### [Listed entries]
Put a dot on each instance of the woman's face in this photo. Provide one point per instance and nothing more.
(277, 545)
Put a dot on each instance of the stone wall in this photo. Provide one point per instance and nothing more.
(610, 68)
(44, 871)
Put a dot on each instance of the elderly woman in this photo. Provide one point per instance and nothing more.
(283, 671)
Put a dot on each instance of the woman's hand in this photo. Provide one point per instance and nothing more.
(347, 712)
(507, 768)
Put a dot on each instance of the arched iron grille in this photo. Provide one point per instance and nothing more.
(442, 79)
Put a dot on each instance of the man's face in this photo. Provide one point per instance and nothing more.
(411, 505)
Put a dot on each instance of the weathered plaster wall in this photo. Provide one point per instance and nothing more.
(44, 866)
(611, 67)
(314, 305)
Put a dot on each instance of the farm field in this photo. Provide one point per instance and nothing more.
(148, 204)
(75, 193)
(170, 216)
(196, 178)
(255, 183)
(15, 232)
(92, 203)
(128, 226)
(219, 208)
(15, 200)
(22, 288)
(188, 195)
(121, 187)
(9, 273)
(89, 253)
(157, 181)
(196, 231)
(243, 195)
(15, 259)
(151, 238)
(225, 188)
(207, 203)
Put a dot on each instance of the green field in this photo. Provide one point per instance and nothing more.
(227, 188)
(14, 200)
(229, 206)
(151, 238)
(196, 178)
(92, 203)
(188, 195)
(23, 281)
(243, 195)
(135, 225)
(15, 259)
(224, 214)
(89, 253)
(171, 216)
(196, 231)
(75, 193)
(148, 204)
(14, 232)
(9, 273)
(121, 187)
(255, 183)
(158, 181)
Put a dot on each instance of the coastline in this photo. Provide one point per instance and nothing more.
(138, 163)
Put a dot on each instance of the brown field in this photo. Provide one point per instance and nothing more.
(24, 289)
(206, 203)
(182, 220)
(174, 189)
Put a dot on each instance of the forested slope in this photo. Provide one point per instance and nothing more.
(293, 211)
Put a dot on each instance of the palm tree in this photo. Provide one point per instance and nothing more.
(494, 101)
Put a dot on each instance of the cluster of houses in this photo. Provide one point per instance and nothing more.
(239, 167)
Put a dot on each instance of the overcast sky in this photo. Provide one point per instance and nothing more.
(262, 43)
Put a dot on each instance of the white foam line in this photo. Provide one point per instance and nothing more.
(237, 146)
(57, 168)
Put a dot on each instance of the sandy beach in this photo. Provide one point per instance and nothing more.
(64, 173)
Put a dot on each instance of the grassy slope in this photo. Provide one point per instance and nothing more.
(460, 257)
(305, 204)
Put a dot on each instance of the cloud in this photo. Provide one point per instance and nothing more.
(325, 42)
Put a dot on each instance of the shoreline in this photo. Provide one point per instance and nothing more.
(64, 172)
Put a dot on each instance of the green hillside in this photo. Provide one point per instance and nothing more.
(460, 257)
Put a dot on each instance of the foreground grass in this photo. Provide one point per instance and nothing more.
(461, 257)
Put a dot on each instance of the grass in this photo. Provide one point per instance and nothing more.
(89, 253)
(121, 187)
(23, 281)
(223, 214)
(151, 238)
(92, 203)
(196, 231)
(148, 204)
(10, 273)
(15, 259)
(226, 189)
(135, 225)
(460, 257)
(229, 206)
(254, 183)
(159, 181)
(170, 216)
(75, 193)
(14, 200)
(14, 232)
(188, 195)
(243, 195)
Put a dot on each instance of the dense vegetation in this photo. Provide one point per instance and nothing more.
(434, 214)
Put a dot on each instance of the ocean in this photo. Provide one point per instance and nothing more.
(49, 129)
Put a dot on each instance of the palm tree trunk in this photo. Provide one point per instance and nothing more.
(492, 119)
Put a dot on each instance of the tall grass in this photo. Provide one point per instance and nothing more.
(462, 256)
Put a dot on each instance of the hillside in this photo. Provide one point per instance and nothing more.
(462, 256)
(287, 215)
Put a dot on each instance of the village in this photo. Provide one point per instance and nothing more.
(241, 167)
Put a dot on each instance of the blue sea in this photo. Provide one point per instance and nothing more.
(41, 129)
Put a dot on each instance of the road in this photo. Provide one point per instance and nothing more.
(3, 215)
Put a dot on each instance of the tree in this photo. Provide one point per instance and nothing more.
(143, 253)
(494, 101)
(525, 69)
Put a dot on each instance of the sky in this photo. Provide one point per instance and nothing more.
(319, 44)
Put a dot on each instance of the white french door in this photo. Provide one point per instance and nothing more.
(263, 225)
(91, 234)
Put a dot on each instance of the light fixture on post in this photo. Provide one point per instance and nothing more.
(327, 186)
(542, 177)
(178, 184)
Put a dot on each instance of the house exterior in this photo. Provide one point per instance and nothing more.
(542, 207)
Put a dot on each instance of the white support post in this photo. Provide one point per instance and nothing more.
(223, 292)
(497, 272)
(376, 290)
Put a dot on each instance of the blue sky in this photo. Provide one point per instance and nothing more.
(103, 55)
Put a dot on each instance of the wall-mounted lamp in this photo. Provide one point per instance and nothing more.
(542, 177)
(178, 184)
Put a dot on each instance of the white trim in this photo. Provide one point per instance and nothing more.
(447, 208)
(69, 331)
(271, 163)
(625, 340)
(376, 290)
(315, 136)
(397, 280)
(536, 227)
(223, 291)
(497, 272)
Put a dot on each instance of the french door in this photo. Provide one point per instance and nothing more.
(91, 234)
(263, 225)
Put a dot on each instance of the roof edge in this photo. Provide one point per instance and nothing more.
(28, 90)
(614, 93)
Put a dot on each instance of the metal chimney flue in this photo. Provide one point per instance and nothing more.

### [Short task]
Reproduce every item above word for word, in the same order, with nothing left out.

### [The completed task]
Put a dot on each instance of the woman's face in this photo. Provide one point per instance and nothing more.
(277, 545)
Put a dot on each instance of the stone wall in this photo. Provide one point per instance and nothing more.
(610, 68)
(44, 871)
Put a dot on each instance of the elderly woman in this photo. Provide one point per instance and nothing more.
(283, 671)
Put a dot on each instance of the woman's hand in this photo. Provide one point per instance and nothing more.
(347, 712)
(507, 768)
Put a dot on each instance of the arched iron grille in this photo. Provide one point per instance and nothing more.
(442, 79)
Put a dot on each instance of the man's face in this photo. Provide one point per instance and nothing more.
(411, 505)
Put a dot on each instance of the weathered plaster wall in this photo. Provide one point per instance and nothing more.
(44, 866)
(611, 67)
(314, 305)
Put a dot on each instance of the farm field in this photo. Provide one point per instance and nothing more.
(148, 204)
(75, 193)
(170, 216)
(196, 178)
(255, 183)
(15, 232)
(92, 203)
(128, 226)
(219, 208)
(15, 200)
(22, 288)
(188, 195)
(121, 187)
(9, 273)
(89, 253)
(157, 181)
(196, 231)
(243, 195)
(15, 259)
(151, 238)
(225, 188)
(207, 203)
Put a dot on each instance of the green field in this photo. Provide one point per instance and nothing more.
(227, 188)
(14, 200)
(229, 206)
(151, 238)
(196, 178)
(92, 203)
(188, 195)
(23, 281)
(243, 195)
(135, 225)
(15, 259)
(224, 214)
(89, 253)
(171, 216)
(196, 231)
(75, 193)
(148, 204)
(14, 232)
(9, 273)
(121, 187)
(255, 183)
(158, 181)
Put a dot on each instance of the coastline in this photo. Provide one point per instance and nothing more.
(138, 163)
Put a dot on each instance of the brown field in this photo. Provide one point per instance and nothing more.
(24, 289)
(206, 203)
(182, 220)
(174, 189)
Put a dot on each instance of the forested slope in this photo. Provide one point per instance and nothing more.
(293, 211)
Put a dot on each instance of the palm tree in this photo. Provide one point per instance and nothing more.
(494, 101)
Put a dot on each instance of the cluster of houses in this photo. Provide one point per instance and nothing more.
(239, 167)
Put a dot on each instance of the overcast sky in this photo. Provide one point per instance and nothing more.
(262, 43)
Put a dot on each instance of the white foam line in this photo. Provide one point per instance and nothing more.
(237, 146)
(57, 168)
Put a dot on each instance of the sandy beach in this photo. Provide one point per instance and nothing more.
(64, 173)
Put a dot on each instance of the grassy slope in this photo. Provide one point per instance and nothing more.
(460, 257)
(305, 204)
Put a dot on each instance of the cloud in this photo. Provide one point per instance and nothing more.
(325, 42)
Put a dot on each instance of the shoreline in this photo. Provide one point per instance and nothing more.
(64, 172)
Put a dot on each instance of the green hillside in this photo. Provide one point per instance and nothing more.
(460, 257)
Put a dot on each instance of the foreground grass in this photo. Provide one point per instance and nothing more.
(461, 257)
Put a dot on each instance of the grass in this photo. Provide one point per instance and nothing more.
(89, 253)
(121, 187)
(23, 281)
(223, 214)
(151, 238)
(92, 203)
(196, 231)
(148, 204)
(10, 273)
(15, 259)
(226, 189)
(135, 225)
(460, 257)
(229, 206)
(254, 183)
(159, 181)
(170, 216)
(75, 193)
(14, 200)
(14, 232)
(188, 195)
(243, 195)
Put a dot on each instance of the dense vegetation in this photo. Provide one point per instance and nothing more.
(434, 214)
Put a dot on each instance of the ocean in this photo. Provide one point per instance and nothing more.
(49, 129)
Put a dot on each instance of the palm tree trunk in this photo. Provide one point per instance and nothing more.
(492, 119)
Put a dot on each instance of the tall grass in this photo. Provide one point per instance and nothing more.
(462, 256)
Put a dot on each instance of the hillside in this photo. Provide one point per instance and nothing more.
(462, 256)
(287, 215)
Put a dot on each instance of the village in this photo. Provide one point per instance and nothing more.
(241, 167)
Put a dot on each instance of the blue sea in this photo. Provide one point per instance and nothing more.
(41, 129)
Put a dot on each instance of the road in this photo. Provide one point per instance and nothing more.
(3, 215)
Put a dot on each instance of the tree in this photo. Provide one point per instance and nothing more.
(143, 253)
(494, 101)
(525, 69)
Put a dot on each instance of the sky in this photo. Provide one point per instance and nothing more.
(319, 44)
Put a dot on each instance of the white french door in this photo. Provide one point per instance and nothing more.
(263, 225)
(91, 234)
Put a dot on each instance of the light fixture on post in this photo. Provide one point per instance and nothing more.
(327, 186)
(542, 177)
(178, 184)
Put a dot on each instance of the house exterior in this photo. Provide one point per instance and nothing more.
(542, 207)
Put a dot on each instance of the white support post in this photo. Provide one point per instance and nothing more.
(223, 292)
(497, 272)
(376, 290)
Put a dot on each instance of the blue sky in this photo. Provide one point per instance and nothing more.
(103, 55)
Put a dot on each instance of the wall-mounted lamp in this photo. Provide one point per instance and nothing more.
(542, 177)
(178, 184)
Put a dot on each instance of the white trim in this photo. Provide one point per instance and nothing more.
(447, 208)
(69, 331)
(271, 163)
(625, 340)
(376, 290)
(315, 136)
(397, 280)
(536, 227)
(223, 291)
(497, 272)
Put a dot on each instance of the french door in this photo. Provide one point per instance and nothing more.
(91, 234)
(263, 225)
Put a dot on each instance of the roof edge in this photo. Provide one point per instance and nothing more.
(28, 90)
(614, 93)
Put a dot on each instance of the metal chimney flue in this photo. Provide one point per instance and nothing more.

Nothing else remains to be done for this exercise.